[Phrase grounding data]
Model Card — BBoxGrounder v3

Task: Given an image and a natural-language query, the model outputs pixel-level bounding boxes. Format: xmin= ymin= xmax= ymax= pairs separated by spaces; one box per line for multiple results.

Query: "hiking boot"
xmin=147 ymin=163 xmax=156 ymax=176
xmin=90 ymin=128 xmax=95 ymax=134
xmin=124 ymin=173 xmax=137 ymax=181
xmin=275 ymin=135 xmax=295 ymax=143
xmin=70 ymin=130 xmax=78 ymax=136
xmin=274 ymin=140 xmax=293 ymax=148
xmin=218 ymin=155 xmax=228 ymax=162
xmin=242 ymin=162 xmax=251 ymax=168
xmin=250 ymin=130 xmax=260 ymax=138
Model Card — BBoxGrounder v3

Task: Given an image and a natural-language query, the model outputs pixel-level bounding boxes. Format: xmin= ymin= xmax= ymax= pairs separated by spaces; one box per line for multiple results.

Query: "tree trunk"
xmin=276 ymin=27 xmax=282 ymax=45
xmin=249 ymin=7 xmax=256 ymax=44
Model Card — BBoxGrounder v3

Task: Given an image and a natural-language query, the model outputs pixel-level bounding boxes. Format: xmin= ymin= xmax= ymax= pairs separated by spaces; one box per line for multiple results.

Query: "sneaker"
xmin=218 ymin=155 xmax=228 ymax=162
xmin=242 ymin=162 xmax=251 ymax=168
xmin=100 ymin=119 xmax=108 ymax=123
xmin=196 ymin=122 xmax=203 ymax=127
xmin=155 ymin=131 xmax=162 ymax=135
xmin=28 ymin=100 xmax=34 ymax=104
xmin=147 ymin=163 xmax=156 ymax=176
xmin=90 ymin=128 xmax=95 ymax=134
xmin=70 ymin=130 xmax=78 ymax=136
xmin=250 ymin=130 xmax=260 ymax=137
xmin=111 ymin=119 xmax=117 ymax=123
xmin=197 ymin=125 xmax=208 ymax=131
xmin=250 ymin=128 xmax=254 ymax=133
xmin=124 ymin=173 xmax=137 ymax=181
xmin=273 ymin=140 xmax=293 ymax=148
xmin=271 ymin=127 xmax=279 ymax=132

=== HOW TO COMPLETE THIS TASK ===
Each record must be restated word for word, including the last line.

=== EXPECTED ANSWER ===
Model Card — BBoxGrounder v3

Task: Given an image and a natural-language query, the model outputs pixel-level bounding boxes. Format: xmin= ymin= xmax= ymax= pairs separated by spaces; one box per line for multiple results.

Query: "hiking boot"
xmin=147 ymin=163 xmax=156 ymax=176
xmin=90 ymin=128 xmax=95 ymax=134
xmin=124 ymin=173 xmax=137 ymax=181
xmin=275 ymin=135 xmax=295 ymax=143
xmin=70 ymin=130 xmax=78 ymax=136
xmin=274 ymin=140 xmax=293 ymax=148
xmin=218 ymin=155 xmax=228 ymax=162
xmin=242 ymin=162 xmax=251 ymax=168
xmin=250 ymin=130 xmax=260 ymax=138
Model Card — BBoxGrounder v3

Task: Given an image and a natural-language query, the model outputs pixel-level bounding boxes. Format: xmin= ymin= xmax= ymax= pairs separated by spaces; one box per line for multiple results.

Query: "tree trunk"
xmin=276 ymin=27 xmax=282 ymax=45
xmin=249 ymin=7 xmax=256 ymax=44
Model Card — BBoxGrounder v3

Task: Given an image and a natural-language query, the model outputs pixel-level bounding boxes. Format: xmin= ymin= xmax= ymax= pairs separated by spaces; one box per line for multiple results.

Query: "sneaker"
xmin=218 ymin=155 xmax=228 ymax=162
xmin=242 ymin=162 xmax=251 ymax=168
xmin=100 ymin=119 xmax=108 ymax=123
xmin=196 ymin=122 xmax=203 ymax=127
xmin=155 ymin=131 xmax=162 ymax=135
xmin=28 ymin=100 xmax=34 ymax=104
xmin=147 ymin=163 xmax=156 ymax=176
xmin=90 ymin=128 xmax=95 ymax=134
xmin=70 ymin=130 xmax=78 ymax=136
xmin=250 ymin=130 xmax=260 ymax=137
xmin=111 ymin=119 xmax=117 ymax=123
xmin=197 ymin=125 xmax=208 ymax=131
xmin=250 ymin=128 xmax=254 ymax=133
xmin=124 ymin=173 xmax=137 ymax=181
xmin=273 ymin=140 xmax=293 ymax=148
xmin=271 ymin=127 xmax=279 ymax=132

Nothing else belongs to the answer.